EXERCISE OBJECTIVE: Extract every entry word for word. Skip the pictures.

DATA EXTRACT:
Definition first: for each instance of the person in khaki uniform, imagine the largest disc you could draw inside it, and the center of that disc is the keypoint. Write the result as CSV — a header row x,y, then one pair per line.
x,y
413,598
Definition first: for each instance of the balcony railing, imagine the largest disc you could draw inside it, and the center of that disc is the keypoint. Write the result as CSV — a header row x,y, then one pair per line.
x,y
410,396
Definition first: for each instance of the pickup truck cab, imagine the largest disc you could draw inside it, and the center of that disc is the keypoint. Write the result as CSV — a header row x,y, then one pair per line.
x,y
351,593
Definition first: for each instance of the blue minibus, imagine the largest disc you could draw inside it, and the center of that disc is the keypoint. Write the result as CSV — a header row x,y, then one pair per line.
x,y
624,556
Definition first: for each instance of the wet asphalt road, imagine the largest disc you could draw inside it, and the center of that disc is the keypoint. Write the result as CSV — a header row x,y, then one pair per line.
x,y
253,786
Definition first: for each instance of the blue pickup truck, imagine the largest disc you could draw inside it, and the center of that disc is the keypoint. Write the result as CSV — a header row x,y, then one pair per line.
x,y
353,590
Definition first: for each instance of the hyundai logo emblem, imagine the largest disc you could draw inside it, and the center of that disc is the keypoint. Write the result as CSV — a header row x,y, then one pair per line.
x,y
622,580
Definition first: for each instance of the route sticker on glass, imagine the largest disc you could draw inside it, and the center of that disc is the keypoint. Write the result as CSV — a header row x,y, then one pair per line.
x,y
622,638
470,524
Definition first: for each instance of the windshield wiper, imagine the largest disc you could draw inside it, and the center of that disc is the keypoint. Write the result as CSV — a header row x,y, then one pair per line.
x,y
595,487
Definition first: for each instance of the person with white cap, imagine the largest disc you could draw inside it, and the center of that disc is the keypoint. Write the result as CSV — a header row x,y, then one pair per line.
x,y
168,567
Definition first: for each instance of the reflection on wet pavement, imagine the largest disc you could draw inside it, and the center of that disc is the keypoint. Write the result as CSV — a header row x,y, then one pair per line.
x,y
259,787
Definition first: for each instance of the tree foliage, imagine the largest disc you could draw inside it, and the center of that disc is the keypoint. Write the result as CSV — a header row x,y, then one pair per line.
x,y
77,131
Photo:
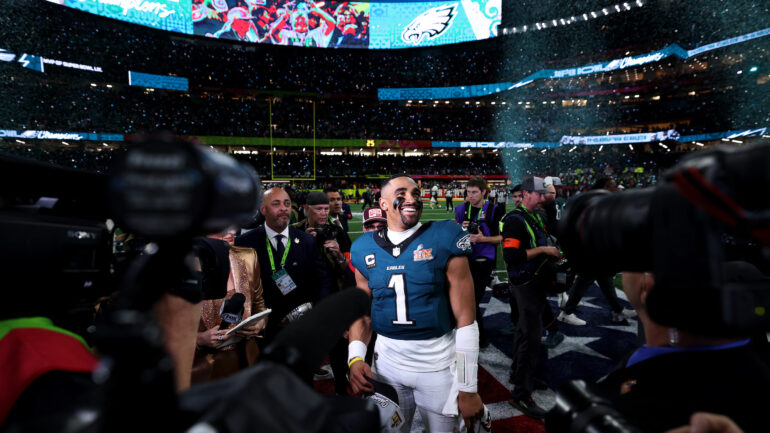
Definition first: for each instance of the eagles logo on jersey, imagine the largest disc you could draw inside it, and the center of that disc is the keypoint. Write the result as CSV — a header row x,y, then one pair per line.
x,y
431,24
408,281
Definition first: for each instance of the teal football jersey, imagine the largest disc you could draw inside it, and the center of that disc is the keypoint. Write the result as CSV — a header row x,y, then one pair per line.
x,y
410,299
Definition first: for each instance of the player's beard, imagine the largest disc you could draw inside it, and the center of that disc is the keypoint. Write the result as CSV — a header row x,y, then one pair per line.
x,y
409,220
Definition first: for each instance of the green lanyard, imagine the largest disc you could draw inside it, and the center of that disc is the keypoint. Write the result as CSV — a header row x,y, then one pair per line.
x,y
535,218
481,212
270,253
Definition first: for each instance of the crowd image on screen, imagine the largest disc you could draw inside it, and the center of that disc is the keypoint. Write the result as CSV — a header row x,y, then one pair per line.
x,y
520,146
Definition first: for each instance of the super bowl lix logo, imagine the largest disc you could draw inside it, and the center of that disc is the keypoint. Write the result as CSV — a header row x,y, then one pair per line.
x,y
429,24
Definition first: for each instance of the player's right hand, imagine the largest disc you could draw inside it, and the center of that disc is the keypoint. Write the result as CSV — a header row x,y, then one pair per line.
x,y
359,371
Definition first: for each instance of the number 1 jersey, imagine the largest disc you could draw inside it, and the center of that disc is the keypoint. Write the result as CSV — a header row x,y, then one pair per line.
x,y
410,299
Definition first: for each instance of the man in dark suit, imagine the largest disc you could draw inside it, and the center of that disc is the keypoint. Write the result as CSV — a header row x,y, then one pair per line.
x,y
292,270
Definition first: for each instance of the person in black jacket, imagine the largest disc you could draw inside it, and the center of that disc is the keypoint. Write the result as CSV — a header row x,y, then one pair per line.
x,y
678,373
292,271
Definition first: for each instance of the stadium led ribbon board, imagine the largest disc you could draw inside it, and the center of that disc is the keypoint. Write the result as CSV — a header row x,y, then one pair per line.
x,y
457,92
325,23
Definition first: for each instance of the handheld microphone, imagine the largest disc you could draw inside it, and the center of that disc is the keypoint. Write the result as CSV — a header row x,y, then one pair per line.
x,y
232,310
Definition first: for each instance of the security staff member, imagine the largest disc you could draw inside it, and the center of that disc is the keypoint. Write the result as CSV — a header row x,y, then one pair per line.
x,y
524,248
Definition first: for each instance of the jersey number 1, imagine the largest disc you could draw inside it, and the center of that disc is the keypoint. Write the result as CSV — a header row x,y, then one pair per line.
x,y
398,284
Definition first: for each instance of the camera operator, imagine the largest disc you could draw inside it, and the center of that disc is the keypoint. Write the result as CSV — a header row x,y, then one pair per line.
x,y
678,372
214,359
338,214
482,220
292,271
334,245
525,251
333,242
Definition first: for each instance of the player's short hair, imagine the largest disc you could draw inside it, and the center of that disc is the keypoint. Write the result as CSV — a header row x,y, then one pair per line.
x,y
478,182
395,176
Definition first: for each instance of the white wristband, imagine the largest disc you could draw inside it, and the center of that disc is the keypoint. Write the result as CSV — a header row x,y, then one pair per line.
x,y
467,349
356,348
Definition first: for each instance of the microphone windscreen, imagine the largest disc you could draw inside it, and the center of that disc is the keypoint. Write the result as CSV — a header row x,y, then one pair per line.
x,y
303,344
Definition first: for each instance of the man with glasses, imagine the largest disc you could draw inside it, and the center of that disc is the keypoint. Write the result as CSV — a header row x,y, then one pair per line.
x,y
525,246
374,219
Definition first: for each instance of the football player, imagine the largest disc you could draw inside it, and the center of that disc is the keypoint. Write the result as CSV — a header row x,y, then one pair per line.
x,y
423,311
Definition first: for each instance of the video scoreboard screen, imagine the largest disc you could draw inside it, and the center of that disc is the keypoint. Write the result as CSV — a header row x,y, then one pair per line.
x,y
325,23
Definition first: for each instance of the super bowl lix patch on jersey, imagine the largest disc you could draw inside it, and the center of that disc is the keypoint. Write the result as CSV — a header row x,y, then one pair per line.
x,y
421,253
370,261
464,243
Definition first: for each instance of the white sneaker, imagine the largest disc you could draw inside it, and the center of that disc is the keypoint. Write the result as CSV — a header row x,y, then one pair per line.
x,y
570,319
563,298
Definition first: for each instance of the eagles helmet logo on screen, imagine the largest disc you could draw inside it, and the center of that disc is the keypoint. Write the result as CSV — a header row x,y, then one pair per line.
x,y
429,24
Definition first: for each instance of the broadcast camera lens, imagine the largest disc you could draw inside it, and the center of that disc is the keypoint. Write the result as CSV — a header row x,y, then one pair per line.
x,y
604,231
165,188
578,410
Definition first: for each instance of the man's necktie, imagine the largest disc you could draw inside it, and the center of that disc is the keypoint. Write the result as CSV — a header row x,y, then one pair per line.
x,y
279,248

RESULT OF THIS TASK:
Definition first: for each instance of the person in khaki uniform, imagine the largest disc you could draw inside it, and the center of that disc is the keypoint. Write the result as CSV — a header row x,y, then one pair per line.
x,y
413,598
Definition first: for each instance of the balcony railing, imagine the largest disc you could draw inside it, and the center of that disc is the keypoint. Write the result as CSV — a header row x,y, then one pair per line.
x,y
410,396
Definition first: for each instance of the pickup truck cab, imagine the largest disc you could draw inside it, and the center of that disc is the keypoint. Write the result as CSV — a header row x,y, then one pair per line.
x,y
351,593
Definition first: for each instance of the blue minibus, imagine the largest disc you could draw inside it, and the center of that disc is the keypoint. Write the result as CSV — a header row x,y, then one pair per line.
x,y
624,556
Definition first: for each instance of the wet asphalt road, imagine the largest disc you could draw inside it, and the center of that disc is the keypoint. Write the result as CSV — a header row x,y, then one pair per line.
x,y
253,786
Definition first: for each instance of the blue pickup truck, imagine the largest disc you could draw inside it, and the center of that disc is the keypoint. Write the result as CSV — a header row x,y, then one pair per line.
x,y
353,590
Definition first: for each instance of the hyundai logo emblem, imagine the largest disc you could draw inside it, and the center of that disc is the keypoint. Write the result as CSV — a header row x,y, then one pair per line.
x,y
622,580
Definition first: for each instance of the route sticker on glass, imagine the largest disc you could draw inside it, and the center of that disc is the keypoint. Write the result as CSV — a header row x,y, then one pair per line.
x,y
622,638
470,524
Definition first: for each instance of the windshield wiper, imagine the largest disc you could draw inside it, and the center of that disc is the keypoint. Write the result as CSV — a header row x,y, then one pair per line.
x,y
595,487
Definition first: for each instance of the person with white cap, imagine the largest disc you could draw inside it, and the center of that disc is the keypoint. Write the result as CSV — a header row x,y, then one pair per line.
x,y
168,567
Definition first: for each instance of the reflection on wet pavement, imagine the largest disc you could draw inside it, and the center of that disc is the keypoint. Write the result as CSV — a header row x,y, then one pair per line.
x,y
259,787
Definition first: for each instance of the tree foliage, imagine the largest disc you could draw inside it, and the center of that disc is the keypoint. Write the result as CSV — a header row x,y, then one pair per line.
x,y
77,131
Photo:
Definition first: for each instance of the eagles logo on jersey, imagine the largest disc you could draw inside it, and the center of that disc is the keypoint. Write the result as CSV — a header row x,y, then one pair per line.
x,y
431,24
408,281
Definition first: for each instance of the teal football jersey, imagine the largest disc you could draw inside it, and the center of that disc is the keypoint. Write the result as CSV — a header row x,y, then one pair per line.
x,y
410,299
Definition first: for each instance of the player's beard, imagine the largest disc you could draw inside it, and the center of that disc is the keypoint. Write the result as CSV — a header row x,y, then one pair per line.
x,y
409,220
Definition first: for each instance of the green lanyard, imagine the largest disc you could draw inside it, and the center of that disc is the keypoint. Write the result as CSV — a header row x,y, then one pair per line.
x,y
535,218
481,212
270,253
Definition first: for each instance of the crowd image on screen, imagine the largest disc you could draw inside it, and the center of that disc is the keypoint. Write the result as CSV — a header row x,y, then one pair per line.
x,y
520,146
Definition first: for each instance of the super bowl lix logo, imagine the largest disc you could draw inside it, and the center of that disc is the keypoint. Write the result as CSV — a header row x,y, then one pair per line.
x,y
429,24
Definition first: for each instance of the player's right hand, imagine the largest disc you could draw inside it, and the center of that disc is the keypoint. Write the result as CSV — a header row x,y, then one pair per line.
x,y
359,371
Definition first: for each instance of the number 1 jersey, imagine the largest disc you could draw inside it, and the center of that disc is the keypoint. Write the result as CSV — a header row x,y, then one pair per line.
x,y
410,299
Definition first: for each instance of the man in dark suit, imagine the largest disc you could draw inside it, and the center of that disc is the keypoint. Write the result as CSV — a header row x,y, then one pair per line.
x,y
292,270
Definition first: for each instance of the person in black jacket, imagine the largest disc you could draw inside it, and the center of that disc is the keypoint. Write the result as CSV — a header row x,y, then one pair per line.
x,y
678,373
292,271
Definition first: for each instance of the stadium led ribbon board, imagine the largest disc you could draw inside it, and the center of that disc is the keypoint. Write the result as CSV — a header row x,y, then one pair per line.
x,y
457,92
325,23
Definition first: for each instance of the handheld microphone, imagine the largest disc you could draw inside it, and the center of that disc is the keypoint. Write the result as CSV — a header row x,y, then one pair per line.
x,y
232,310
Definition first: for each instance of the security staff member, imagine the largest disc you could draw inside it, and the center of that disc is the keypoint. Write the result as CSV — a header row x,y, then one pair per line.
x,y
524,248
Definition first: for each instance of the jersey number 1, imagine the largest disc you could draw inside it, and the center of that disc is the keypoint. Write the result as CSV — a header row x,y, then one pair per line.
x,y
398,284
Definition first: for each instance of the camera operator, imagine the largest disc you could draw inside it, and the center of that disc is the keypoint. Write the result as CSV — a header row x,y, then one pair per line.
x,y
678,372
214,359
338,214
482,220
292,271
334,245
525,251
333,242
Definition first: for each instance of the player's short hair, imagine the largest disc you could draw inside it, and the center of that disc is the keypoint. Write the result as CSV — a header row x,y, then one pair per line.
x,y
478,182
395,176
Definition first: for each instance of the white wristband, imagine the largest disc you could draw inside it, and the center of that disc is the keypoint. Write the result as CSV — a header row x,y, then one pair per line.
x,y
467,349
356,348
Definition first: for each instance of the microphone windscreen, imagine the largest disc you could draw inside it, and the center of that disc is the keypoint. Write the result as CSV — a header row x,y, then one pair per line.
x,y
303,344
Definition first: for each instance of the man with glasses, imagine the largest disc you could draw inside it, and the center of that disc is the keypoint. Write the result as CSV — a header row x,y, then one pair per line.
x,y
525,246
374,219
Definition first: for each instance of the football player, imagine the largest disc you could draw inside it, and the center of that disc is the keypoint. Write the result as CSV — a header row x,y, then one pair per line.
x,y
423,311
Definition first: for each instance of the video scoreboard screen, imagine the largest disc you could draw inside it, and the center of that disc is the keypoint. Write the result as CSV — a header row x,y, then one pair per line.
x,y
325,23
Definition first: for each instance of the super bowl lix patch on jersey, imagine the largest disc you could draw inside it, and the center of that disc is the keypoint. Write the result as CSV — a header row x,y, then one pair per line.
x,y
421,253
370,261
464,243
Definition first: for each instance of the white sneaker, imagine the largest disc you could draw inside it, and the center of that disc is the keypoint. Write the result as CSV — a header row x,y, then one pair per line.
x,y
570,319
563,298
Definition first: for each instance of the eagles helmet logo on screen, imagine the largest disc you could draw inside it, and the center of that disc is the keypoint. Write the result as CSV — a header row x,y, then one pair per line.
x,y
429,24
Definition first: for each instance of the broadcast camera lens, imagine the largest disc you could draw inside it, and the center of that disc is the keypoint. Write the result as CSV — a header row x,y, then one pair per line.
x,y
604,231
165,188
578,410
Definition first: for each instance of the man's necktie, imagine the largest disc you could draw inside it, and the center of that disc is the keypoint. Write the result as CSV — a header row x,y, then one pair per line.
x,y
279,248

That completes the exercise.